**SHORT PROBLEM A**
In the records below, rescale the lines from the one containing "of the unopened" through the end of the records, both ends inclusive. Repeat every line, keeping the requests unchanged, and multiply each x and y coordinate in the answers by 1.35, rounding to whole numbers with halves rounded up.

**READING TEXT**
=-=-=
- Theatrical release poster
- Directed by: Aliaksei Paluyan
- Produced by: Jörn Möllenkamp
- Cinematography: Tanya Haurylchyk, Jesse Mazuch
- Edited by: Behrooz Karamizade
- Production company: Living Pictures Production
- Distributed by: Rise and Shine
- Release date: 2 March 2021 (Berlin International Film Festival);
- Running time: 90 minutes
- Country: Germany
- Languages: Belarusian Russian

= Courage (2021 film) =

2021 German documentary film

Courage is a 2021 German documentary film written and directed by Aliaksei Paluyan. It follows an underground theatre group Belarus Free Theatre during the 2020–2021 Belarusian protests.

The film had its worldwide premiere at the 71st Berlin International Film Festival in the Special section. The film was also nominated for the Berlinale Documentary Film Award.

== Accolades ==
Courage won The Cinema for Peace Award for The Political Film of the Year in 2022.
=-=-=
Stored dataset items
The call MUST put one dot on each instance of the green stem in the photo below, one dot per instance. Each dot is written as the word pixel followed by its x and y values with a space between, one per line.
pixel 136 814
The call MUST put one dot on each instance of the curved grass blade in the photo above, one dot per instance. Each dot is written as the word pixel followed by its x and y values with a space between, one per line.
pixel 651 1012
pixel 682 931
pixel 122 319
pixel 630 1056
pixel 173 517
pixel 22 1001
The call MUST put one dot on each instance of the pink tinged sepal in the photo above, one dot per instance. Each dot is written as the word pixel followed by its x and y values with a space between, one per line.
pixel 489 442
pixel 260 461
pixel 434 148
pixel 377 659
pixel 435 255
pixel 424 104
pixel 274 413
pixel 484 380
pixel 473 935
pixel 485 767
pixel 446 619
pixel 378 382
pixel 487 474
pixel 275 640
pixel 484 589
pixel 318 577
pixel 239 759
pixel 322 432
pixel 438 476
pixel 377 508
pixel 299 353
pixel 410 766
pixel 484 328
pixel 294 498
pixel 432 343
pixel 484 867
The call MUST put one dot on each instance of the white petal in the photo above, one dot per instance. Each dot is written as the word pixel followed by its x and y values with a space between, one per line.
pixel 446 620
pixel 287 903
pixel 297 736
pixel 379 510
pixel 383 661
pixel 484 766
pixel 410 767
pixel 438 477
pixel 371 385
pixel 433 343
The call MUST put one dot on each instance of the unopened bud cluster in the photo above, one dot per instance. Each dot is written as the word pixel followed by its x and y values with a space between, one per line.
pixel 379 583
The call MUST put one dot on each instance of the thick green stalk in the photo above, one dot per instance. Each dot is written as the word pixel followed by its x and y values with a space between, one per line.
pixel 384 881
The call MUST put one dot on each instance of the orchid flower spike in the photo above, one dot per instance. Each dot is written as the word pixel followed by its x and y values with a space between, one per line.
=-=-=
**SHORT PROBLEM B**
According to the article on the film Courage, at which festival did the film have its worldwide premiere?

**CORRECT OUTPUT A**
The call MUST put one dot on each instance of the unopened bud cluster in the photo above, one dot per instance. Each dot is written as the word pixel followed by its x and y values with a space between, one per line.
pixel 512 787
The call MUST put one dot on each instance of the thick green stalk in the photo above, one dot per instance. Each dot is written as the word pixel followed by its x and y values with a space between, one per line.
pixel 518 1189
The call MUST put one dot on each instance of the orchid flower spike in the photo above, one dot per instance. Each dot is written as the word pixel followed by its x and y values with a space between, one per line.

**CORRECT OUTPUT B**
The 71st Berlin International Film Festival, in the Special section.